- _Objectif_:
D'après l'extrait choisi sur le graphisme sud-américain, dans quel lieu Diego Zaccaria présente-t-il son exposition ?

- _Extrait choisi_:

Ragoût graphique

Ancien directeur du Centre du graphisme et fondateur du fameux mois dédié à cette discipline, Diego Zaccaria présente aux Moulins de Villancourt une exposition consacrée à la vitalité du graphisme sud-américain.


Le 11 septembre 1973, au Chili, l'innommable général Pinochet renverse le président socialiste Salvador Allende et instaure une dictature militaire qui se maintiendra jusqu'en 1990. À l'occasion de ce funeste cinquantenaire, l'exposition Un chant général, Chili-Amérique latine donne un aperçu de la création graphique sud-américaine et de la manière dont le "street art" (héritier, dans ce contexte, des peintres muralistes mexicains des années 1930) accompagne la vie sociale et politique chilienne particulièrement mouvementée depuis 2019.

(Enregistrements issus d'une collecte de données)
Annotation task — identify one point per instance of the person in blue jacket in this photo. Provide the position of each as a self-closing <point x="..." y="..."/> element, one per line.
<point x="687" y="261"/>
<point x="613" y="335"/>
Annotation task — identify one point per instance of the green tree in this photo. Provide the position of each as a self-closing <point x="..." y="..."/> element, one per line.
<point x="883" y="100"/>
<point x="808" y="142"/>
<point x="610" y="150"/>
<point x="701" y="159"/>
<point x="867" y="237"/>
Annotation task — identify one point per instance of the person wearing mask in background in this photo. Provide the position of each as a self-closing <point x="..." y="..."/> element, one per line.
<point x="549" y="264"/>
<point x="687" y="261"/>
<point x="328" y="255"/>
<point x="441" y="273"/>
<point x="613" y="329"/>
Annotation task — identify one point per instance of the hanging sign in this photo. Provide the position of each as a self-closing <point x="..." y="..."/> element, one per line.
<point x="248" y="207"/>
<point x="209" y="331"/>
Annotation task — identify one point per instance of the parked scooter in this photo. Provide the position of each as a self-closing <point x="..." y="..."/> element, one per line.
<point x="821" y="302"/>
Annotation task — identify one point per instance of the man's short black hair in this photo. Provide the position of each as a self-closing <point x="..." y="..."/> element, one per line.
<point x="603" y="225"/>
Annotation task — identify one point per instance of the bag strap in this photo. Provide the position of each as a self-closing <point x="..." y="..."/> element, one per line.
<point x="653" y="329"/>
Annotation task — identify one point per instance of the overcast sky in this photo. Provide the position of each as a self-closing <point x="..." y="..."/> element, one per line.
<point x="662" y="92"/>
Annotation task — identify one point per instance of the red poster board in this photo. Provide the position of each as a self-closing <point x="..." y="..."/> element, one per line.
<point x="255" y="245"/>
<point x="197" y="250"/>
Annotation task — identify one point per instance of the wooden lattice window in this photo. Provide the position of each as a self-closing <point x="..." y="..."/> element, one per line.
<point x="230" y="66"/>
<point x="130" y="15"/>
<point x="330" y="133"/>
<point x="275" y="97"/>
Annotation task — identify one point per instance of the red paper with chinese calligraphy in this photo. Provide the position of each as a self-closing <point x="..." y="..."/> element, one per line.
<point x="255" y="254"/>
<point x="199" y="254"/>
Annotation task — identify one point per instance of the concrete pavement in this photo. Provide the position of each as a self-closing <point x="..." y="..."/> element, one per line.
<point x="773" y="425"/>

- _Réponse ci-dessous_:
Aux Moulins de Villancourt.